* **The problem**
Give back the data below line for line, with every character unchanged.

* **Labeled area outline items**
╔══
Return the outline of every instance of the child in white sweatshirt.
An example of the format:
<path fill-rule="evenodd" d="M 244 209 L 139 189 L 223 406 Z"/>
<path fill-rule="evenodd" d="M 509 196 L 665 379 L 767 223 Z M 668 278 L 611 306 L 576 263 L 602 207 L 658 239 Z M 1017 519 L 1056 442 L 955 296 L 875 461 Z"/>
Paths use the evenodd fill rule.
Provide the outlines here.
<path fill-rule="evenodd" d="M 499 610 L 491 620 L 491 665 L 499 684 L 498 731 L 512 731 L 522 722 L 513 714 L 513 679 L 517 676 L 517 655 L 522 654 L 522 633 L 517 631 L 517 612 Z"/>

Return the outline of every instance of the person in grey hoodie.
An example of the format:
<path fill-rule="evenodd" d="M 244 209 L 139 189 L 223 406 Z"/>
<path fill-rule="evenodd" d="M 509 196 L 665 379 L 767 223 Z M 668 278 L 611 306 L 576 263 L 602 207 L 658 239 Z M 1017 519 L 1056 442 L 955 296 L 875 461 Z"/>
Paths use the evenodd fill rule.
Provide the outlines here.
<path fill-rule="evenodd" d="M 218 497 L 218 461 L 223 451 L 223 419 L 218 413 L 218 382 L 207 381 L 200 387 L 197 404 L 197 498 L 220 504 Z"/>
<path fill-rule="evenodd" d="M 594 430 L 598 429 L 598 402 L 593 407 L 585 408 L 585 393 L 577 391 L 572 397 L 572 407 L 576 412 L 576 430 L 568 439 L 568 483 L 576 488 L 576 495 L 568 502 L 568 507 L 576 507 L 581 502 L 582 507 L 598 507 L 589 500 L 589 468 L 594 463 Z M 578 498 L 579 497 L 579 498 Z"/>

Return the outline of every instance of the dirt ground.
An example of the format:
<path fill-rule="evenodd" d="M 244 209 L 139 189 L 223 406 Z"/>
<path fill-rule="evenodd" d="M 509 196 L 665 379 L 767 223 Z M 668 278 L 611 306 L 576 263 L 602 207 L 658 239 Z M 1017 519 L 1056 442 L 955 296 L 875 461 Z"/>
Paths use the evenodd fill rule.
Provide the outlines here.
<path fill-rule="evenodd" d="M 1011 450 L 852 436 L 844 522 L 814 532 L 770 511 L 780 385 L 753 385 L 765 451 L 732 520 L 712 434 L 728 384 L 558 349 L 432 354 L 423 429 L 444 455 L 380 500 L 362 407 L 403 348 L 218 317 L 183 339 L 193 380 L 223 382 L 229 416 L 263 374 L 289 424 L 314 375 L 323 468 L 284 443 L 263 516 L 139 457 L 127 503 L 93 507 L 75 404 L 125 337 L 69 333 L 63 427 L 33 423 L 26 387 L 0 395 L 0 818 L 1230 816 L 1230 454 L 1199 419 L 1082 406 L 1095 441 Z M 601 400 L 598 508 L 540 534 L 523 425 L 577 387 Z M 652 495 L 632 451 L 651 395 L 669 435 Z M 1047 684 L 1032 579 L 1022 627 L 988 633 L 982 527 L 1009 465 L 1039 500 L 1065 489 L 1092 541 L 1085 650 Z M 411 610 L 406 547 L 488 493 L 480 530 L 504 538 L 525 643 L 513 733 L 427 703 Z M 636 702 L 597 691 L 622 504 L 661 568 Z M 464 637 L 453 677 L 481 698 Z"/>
╚══
* **Solution to this task**
Return the outline of every instance of the child in white sweatshirt.
An example of the format:
<path fill-rule="evenodd" d="M 244 209 L 139 189 L 223 406 Z"/>
<path fill-rule="evenodd" d="M 509 196 L 665 379 L 767 223 Z M 668 278 L 611 306 L 576 263 L 602 207 L 658 239 Z M 1017 519 L 1056 442 L 955 296 L 875 461 Z"/>
Paths use the evenodd fill rule.
Provide the outlines here.
<path fill-rule="evenodd" d="M 499 610 L 491 620 L 491 665 L 499 684 L 498 731 L 512 731 L 522 722 L 513 714 L 513 679 L 517 676 L 517 655 L 522 654 L 522 633 L 517 631 L 517 612 Z"/>

Return the outline of every instance of the person in grey hoodie.
An example of the format:
<path fill-rule="evenodd" d="M 244 209 L 139 189 L 223 406 Z"/>
<path fill-rule="evenodd" d="M 509 196 L 665 379 L 767 223 Z M 668 278 L 611 306 L 576 263 L 602 207 L 658 239 Z M 1017 519 L 1056 442 L 955 296 L 875 461 Z"/>
Paths use the evenodd fill rule.
Provide the outlines here.
<path fill-rule="evenodd" d="M 218 497 L 218 461 L 223 451 L 223 419 L 218 413 L 218 382 L 207 381 L 200 387 L 197 404 L 197 498 L 220 504 Z"/>
<path fill-rule="evenodd" d="M 594 430 L 598 429 L 598 402 L 593 407 L 585 408 L 585 393 L 577 391 L 572 397 L 572 407 L 576 412 L 576 430 L 568 439 L 568 483 L 576 488 L 576 495 L 568 502 L 568 507 L 576 507 L 581 502 L 582 507 L 598 507 L 589 500 L 589 468 L 594 463 Z M 578 498 L 579 497 L 579 498 Z"/>

Return the outline of every instance of the dirt ground.
An example of the format:
<path fill-rule="evenodd" d="M 244 209 L 139 189 L 223 406 Z"/>
<path fill-rule="evenodd" d="M 509 196 L 665 379 L 767 223 Z M 668 278 L 611 306 L 576 263 L 602 207 L 658 239 Z M 1017 519 L 1056 442 L 955 296 L 875 461 Z"/>
Paths use the evenodd fill rule.
Provide the outlines here.
<path fill-rule="evenodd" d="M 1011 450 L 852 436 L 844 522 L 814 532 L 770 511 L 780 385 L 753 385 L 765 451 L 732 520 L 712 434 L 728 384 L 558 349 L 432 354 L 423 429 L 444 455 L 380 500 L 362 407 L 403 348 L 218 317 L 183 339 L 193 380 L 223 382 L 229 416 L 263 374 L 289 424 L 314 375 L 323 468 L 284 443 L 263 516 L 139 457 L 127 503 L 93 507 L 75 404 L 125 337 L 69 333 L 63 427 L 33 423 L 26 387 L 0 395 L 0 818 L 1230 816 L 1230 454 L 1199 419 L 1082 406 L 1095 441 Z M 601 400 L 598 508 L 540 534 L 523 425 L 577 387 Z M 652 495 L 632 451 L 651 395 L 669 435 Z M 1047 684 L 1032 579 L 1022 627 L 988 633 L 982 527 L 1009 465 L 1039 500 L 1065 489 L 1092 541 L 1085 650 Z M 411 610 L 406 547 L 488 493 L 480 530 L 504 538 L 525 643 L 513 733 L 427 703 Z M 636 702 L 597 691 L 622 504 L 661 568 Z M 464 637 L 453 677 L 481 698 Z"/>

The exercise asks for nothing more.